[Given problem]
Copy the rows below word for word, starting at the line that contains "of the sign" and ending at the line that contains "[[588, 165], [1131, 54]]", with both lines included.

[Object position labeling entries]
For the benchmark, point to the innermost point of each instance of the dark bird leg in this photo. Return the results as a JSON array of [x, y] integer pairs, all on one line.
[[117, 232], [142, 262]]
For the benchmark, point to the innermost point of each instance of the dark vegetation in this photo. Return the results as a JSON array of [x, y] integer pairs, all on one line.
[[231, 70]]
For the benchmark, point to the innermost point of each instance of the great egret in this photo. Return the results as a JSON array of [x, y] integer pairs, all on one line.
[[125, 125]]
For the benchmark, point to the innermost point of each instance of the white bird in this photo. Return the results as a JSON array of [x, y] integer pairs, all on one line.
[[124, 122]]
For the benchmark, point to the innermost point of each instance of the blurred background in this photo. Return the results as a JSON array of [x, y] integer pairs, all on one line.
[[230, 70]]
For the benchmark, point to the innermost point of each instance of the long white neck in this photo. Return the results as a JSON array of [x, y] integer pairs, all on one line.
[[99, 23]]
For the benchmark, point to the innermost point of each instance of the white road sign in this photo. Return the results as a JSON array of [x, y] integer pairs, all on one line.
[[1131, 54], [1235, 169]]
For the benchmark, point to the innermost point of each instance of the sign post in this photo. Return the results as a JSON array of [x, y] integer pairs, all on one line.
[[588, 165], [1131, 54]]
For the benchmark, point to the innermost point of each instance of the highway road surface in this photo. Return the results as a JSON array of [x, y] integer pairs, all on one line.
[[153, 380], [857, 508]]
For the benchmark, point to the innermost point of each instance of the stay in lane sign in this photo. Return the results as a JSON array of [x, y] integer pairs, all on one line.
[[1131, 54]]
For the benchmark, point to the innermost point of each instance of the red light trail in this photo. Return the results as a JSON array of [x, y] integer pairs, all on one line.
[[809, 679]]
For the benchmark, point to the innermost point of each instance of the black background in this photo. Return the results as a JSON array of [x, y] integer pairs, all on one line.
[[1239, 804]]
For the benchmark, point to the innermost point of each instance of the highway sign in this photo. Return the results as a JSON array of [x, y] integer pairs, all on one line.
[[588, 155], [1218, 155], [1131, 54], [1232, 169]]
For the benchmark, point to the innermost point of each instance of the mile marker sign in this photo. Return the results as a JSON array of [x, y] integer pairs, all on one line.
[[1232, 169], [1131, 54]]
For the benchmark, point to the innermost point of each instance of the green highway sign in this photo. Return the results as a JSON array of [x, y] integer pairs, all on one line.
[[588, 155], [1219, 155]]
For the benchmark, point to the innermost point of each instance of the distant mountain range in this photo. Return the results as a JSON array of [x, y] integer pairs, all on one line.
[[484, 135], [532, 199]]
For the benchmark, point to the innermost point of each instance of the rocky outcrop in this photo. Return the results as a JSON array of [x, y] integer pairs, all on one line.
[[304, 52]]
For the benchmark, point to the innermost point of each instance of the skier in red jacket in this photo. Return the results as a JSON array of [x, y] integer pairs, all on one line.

[Exercise response]
For the benchmark, point to the innermost point of each instance of the sign post in this photo. Return the results as a JSON array of [x, y] integer pairs, all on one line.
[[588, 165], [1131, 54]]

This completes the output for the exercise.